# [Problem description]
Take the data below and repeat it exactly.
>> BEGIN Material for the task
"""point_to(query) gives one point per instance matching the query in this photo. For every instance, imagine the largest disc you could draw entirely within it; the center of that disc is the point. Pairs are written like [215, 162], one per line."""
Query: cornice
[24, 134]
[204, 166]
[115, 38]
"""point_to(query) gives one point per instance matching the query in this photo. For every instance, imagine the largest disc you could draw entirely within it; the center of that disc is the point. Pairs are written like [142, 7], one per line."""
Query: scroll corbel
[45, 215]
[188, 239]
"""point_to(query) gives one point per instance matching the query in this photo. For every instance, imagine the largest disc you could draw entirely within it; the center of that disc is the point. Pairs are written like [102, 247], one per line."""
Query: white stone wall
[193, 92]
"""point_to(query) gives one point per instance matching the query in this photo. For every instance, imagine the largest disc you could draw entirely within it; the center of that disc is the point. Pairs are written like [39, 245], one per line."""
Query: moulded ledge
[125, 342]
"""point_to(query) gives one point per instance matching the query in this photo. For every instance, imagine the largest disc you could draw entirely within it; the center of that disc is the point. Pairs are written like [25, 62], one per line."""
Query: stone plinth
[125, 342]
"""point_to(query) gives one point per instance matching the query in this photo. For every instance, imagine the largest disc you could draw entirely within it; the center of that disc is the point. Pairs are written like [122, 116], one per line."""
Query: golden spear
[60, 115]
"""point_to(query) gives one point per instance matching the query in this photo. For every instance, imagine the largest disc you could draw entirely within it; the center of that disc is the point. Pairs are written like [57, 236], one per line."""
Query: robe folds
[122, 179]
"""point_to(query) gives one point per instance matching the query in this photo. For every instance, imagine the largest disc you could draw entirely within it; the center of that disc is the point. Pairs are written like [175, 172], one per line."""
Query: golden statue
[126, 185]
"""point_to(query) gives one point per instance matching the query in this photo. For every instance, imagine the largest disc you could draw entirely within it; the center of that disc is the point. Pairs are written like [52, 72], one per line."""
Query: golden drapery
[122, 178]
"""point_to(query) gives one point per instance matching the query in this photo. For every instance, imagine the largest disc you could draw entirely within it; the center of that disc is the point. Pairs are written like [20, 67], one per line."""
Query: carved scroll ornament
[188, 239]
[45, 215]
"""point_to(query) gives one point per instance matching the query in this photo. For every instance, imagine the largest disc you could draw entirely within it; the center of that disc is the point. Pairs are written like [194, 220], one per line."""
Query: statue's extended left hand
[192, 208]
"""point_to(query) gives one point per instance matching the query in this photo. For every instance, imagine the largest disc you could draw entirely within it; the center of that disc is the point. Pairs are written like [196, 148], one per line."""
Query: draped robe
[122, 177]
>> END Material for the task
# [Written answer]
"""point_to(query) gives one point per instance matching the query in this photo. For every instance, imagine the largest disc you could draw entirely within it; the center of that disc is the point. Pairs are written like [215, 162], one per line."""
Query: cornice
[24, 134]
[204, 166]
[115, 38]
"""point_to(query) gives one point per instance matching the query in this photo. For every instance, imagine the largest disc you could draw entirely within it; the center of that disc is the point. Pairs are written like [142, 7], one per line."""
Query: scroll corbel
[45, 215]
[188, 239]
"""point_to(query) gives one point per instance matching the query in this photo. For every instance, imagine the largest disc you could draw entirely within it; the center of that disc is the point. Pairs are written like [102, 247], one per line."""
Query: white stone wall
[193, 92]
"""point_to(query) gives one point per instance matching the query in this photo. For every instance, imagine the largest disc you could draw entirely within it; the center of that disc is the point. Pairs are written like [39, 245], one per line."""
Query: moulded ledge
[125, 342]
"""point_to(query) gives one point per instance matching the query in this photo. For every instance, imagine the largest disc you could draw entirely within it; the center of that disc is the point. Pairs are written like [25, 62], one per line."""
Query: stone plinth
[125, 342]
"""point_to(query) gives one point per instance matching the query in this photo. For every instance, imagine the largest disc you could draw entirely within it; the center of that disc is the point. Pairs are written like [122, 116], one per line."""
Query: golden spear
[60, 115]
"""point_to(query) gives one point per instance matching the query in this photo. For every instance, imagine the largest disc you could draw entirely within it; the center of that disc is the point. Pairs are written like [57, 236], one per line."""
Query: robe folds
[122, 179]
"""point_to(query) gives one point per instance matching the query in this photo. For every instance, imagine the largest disc you could draw entirely within it; the center of that disc is the point. Pairs are written like [175, 172], one per line."""
Query: golden statue
[126, 185]
"""point_to(query) gives one point per instance matching the query in this photo. For every instance, imagine the largest disc you could draw entirely within it; the center of that disc is the point. Pairs are written like [52, 72], one per line."""
Query: golden drapery
[122, 178]
"""point_to(query) gives one point per instance matching the query in this photo. For every instance, imagine the largest disc you could draw entirely within it; the center of that disc is the point. Pairs are written like [20, 67], one per line."""
Query: carved scroll ornament
[188, 239]
[45, 215]
"""point_to(query) gives one point per instance matching the query in this photo. For every instance, imagine the largest disc you could draw entirely within it; the center of that disc is the point. Pairs are written like [194, 220], one per line."""
Query: statue's extended left hand
[192, 208]
"""point_to(query) gives one point per instance matching the query in this photo. For every instance, imagine the largest disc you could draw entirely within it; the center of that disc is the point. Pairs are written like [196, 148], one per line."""
Query: draped robe
[122, 177]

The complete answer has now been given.